*Explore the material:*
#1 Answer these questions from the post about being discharged, one answer per line, marked (a), (b), (c):
(a) About how long has the writer been waiting to be discharged?
(b) What three things does the writer credit with pulling them through?
(c) What does the writer say they can't wait for?
#2 Decide whether each statement agrees with the post about being discharged. Answer yes or no on its own line, marked (a), (b), (c), and quote the deciding words.
(a) The writer feels no nervousness at all about the discharge.
(b) The writer's excitement is greater than their anxiety.
(c) The discharge is about a day away.
#3 Write a continuation of the post about being discharged, picking up right after its final sentence.

*Selected extract:*
....
That’s right, friends. In approximately an hour and after nine months, give or take, I’ll be discharged.
I’d be lying if I claimed that I’m not a little nervous. Change, especially change this big, is hard. As I wrote about in much greater detail in my last post, there are major ways in which my life will be different now, and it’ll inevitably—realistically—take a lot of adjustment to figure out how to navigate my new “normal,” both logistically and emotionally. How my identity will shift.
But my anxiety is far outweighed by my excitement, first and foremost about the fact that I’m able to go home at all. I can’t afford to forget that it wasn’t long ago that I wasn’t expected to live. The incredible medical care I received, the love and support of my family and friends, and, probably, my stubbornness pulled me through, but just barely.
It’s been so long since I’ve been able to sit next to my husband and just be. There’s this sense of having to make the most of the little time we can spend together that precludes watching TV or sitting in silence. I can’t wait for the everyday.
....
*Provided records:*
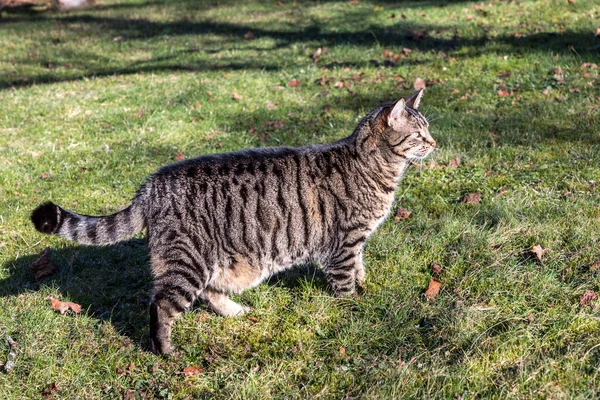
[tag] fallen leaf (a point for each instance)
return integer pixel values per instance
(433, 290)
(49, 391)
(586, 298)
(42, 266)
(455, 162)
(538, 251)
(555, 71)
(202, 317)
(436, 268)
(64, 306)
(419, 84)
(192, 370)
(316, 54)
(471, 198)
(589, 65)
(402, 214)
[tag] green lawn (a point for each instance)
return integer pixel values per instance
(93, 101)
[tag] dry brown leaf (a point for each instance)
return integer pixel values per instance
(538, 251)
(402, 214)
(433, 290)
(471, 198)
(192, 370)
(586, 298)
(202, 317)
(455, 162)
(315, 56)
(64, 306)
(42, 266)
(436, 268)
(419, 84)
(49, 391)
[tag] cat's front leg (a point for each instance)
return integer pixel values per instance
(344, 271)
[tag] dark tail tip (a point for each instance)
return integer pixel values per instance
(45, 217)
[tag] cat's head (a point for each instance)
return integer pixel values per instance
(397, 129)
(406, 129)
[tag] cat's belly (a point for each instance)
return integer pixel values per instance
(243, 274)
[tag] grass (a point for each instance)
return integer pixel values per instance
(95, 100)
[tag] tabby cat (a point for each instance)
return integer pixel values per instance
(223, 223)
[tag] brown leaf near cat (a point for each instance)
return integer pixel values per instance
(64, 306)
(586, 298)
(471, 198)
(433, 290)
(42, 266)
(419, 84)
(402, 214)
(538, 251)
(192, 370)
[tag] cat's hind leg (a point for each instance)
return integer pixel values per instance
(220, 303)
(345, 270)
(176, 287)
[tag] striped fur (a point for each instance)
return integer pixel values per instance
(220, 224)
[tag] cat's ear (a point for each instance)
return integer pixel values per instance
(397, 112)
(415, 99)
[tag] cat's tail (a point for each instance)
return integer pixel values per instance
(53, 220)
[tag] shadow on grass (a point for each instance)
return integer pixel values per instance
(113, 283)
(138, 32)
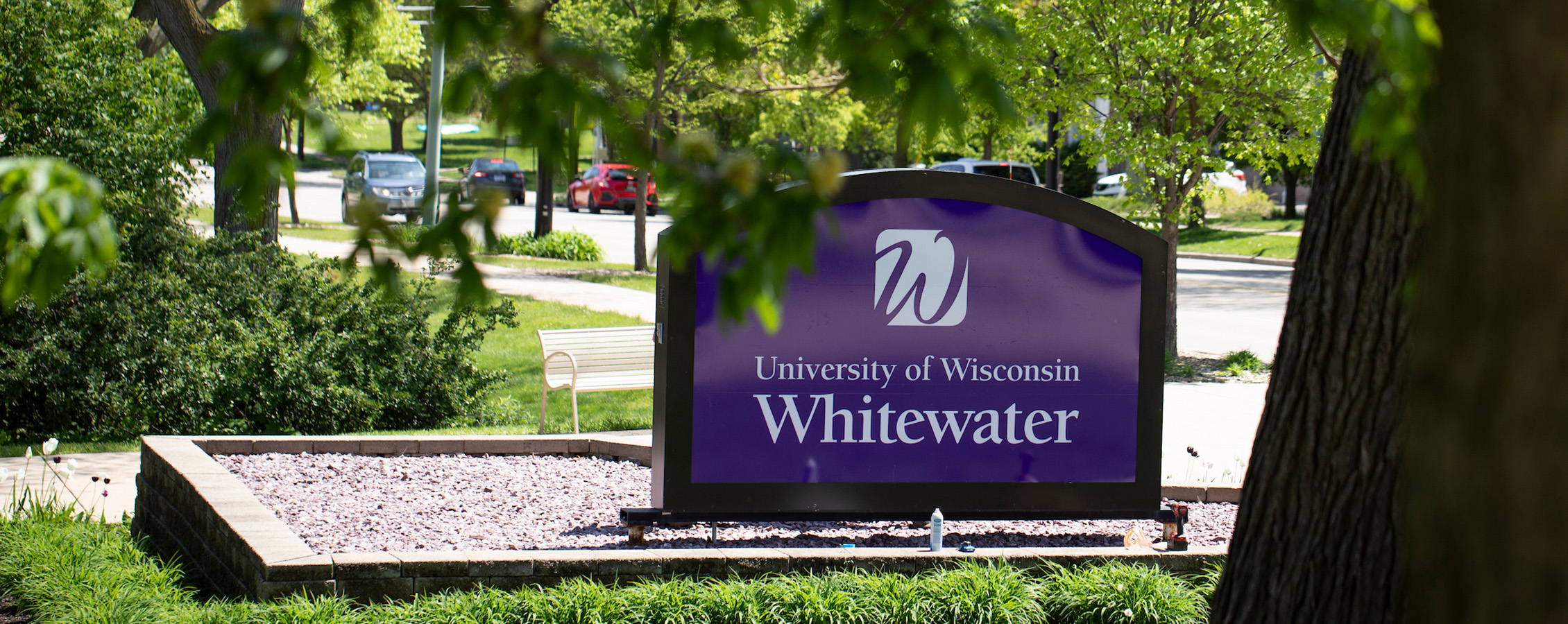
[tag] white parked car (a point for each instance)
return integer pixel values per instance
(996, 168)
(1232, 179)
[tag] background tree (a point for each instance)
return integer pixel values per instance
(413, 101)
(1187, 80)
(73, 93)
(244, 123)
(363, 69)
(667, 79)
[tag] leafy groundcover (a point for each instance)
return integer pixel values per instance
(65, 571)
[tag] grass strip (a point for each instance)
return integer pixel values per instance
(1238, 243)
(62, 571)
(513, 406)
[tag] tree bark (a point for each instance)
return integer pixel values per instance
(1488, 421)
(1316, 530)
(545, 195)
(395, 129)
(1291, 181)
(185, 27)
(1170, 234)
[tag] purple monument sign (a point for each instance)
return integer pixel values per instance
(939, 344)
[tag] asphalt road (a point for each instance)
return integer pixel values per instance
(1222, 306)
(321, 200)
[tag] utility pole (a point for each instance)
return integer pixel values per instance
(438, 76)
(545, 195)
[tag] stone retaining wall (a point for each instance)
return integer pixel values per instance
(196, 512)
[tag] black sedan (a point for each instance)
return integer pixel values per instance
(501, 175)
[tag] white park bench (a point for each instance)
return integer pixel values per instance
(596, 359)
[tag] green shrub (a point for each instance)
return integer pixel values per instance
(1243, 363)
(1120, 593)
(231, 338)
(570, 245)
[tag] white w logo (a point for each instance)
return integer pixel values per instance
....
*Numbered answers:*
#1
(a) About nine months, give or take.
(b) The incredible medical care they received, the love and support of family and friends, and probably their own stubbornness.
(c) The everyday.

#2
(a) No: "I’d be lying if I claimed that I’m not a little nervous."
(b) Yes: "But my anxiety is far outweighed by my excitement"
(c) No: "In approximately an hour and after nine months, give or take, I’ll be discharged."

#3
The last week has been full of goodbyes. My team here has been exceptional, and my stay here has been long. I’ve thus developed meaningful working relationships with medical professionals whom it’ll be strange not to see on a regular basis. I’ll likely miss many of them. I’m returning, though, to an existence in which it’ll be much easier and more natural to spend time with people whose presence in my life isn’t by nature transitory. After what’s happened this year, I value these connections more than I ever have.
As I wait for a wheelchair taxi to pick me up and bring me to the next stage of my life, I’m full of gratitude and (eager) anticipation. Tonight I’ll sleep in a new bed in a new apartment. My husband’s snoring, not the beep of hospital machines, will wake me up in the middle of the night, and I’ll never have been so happy.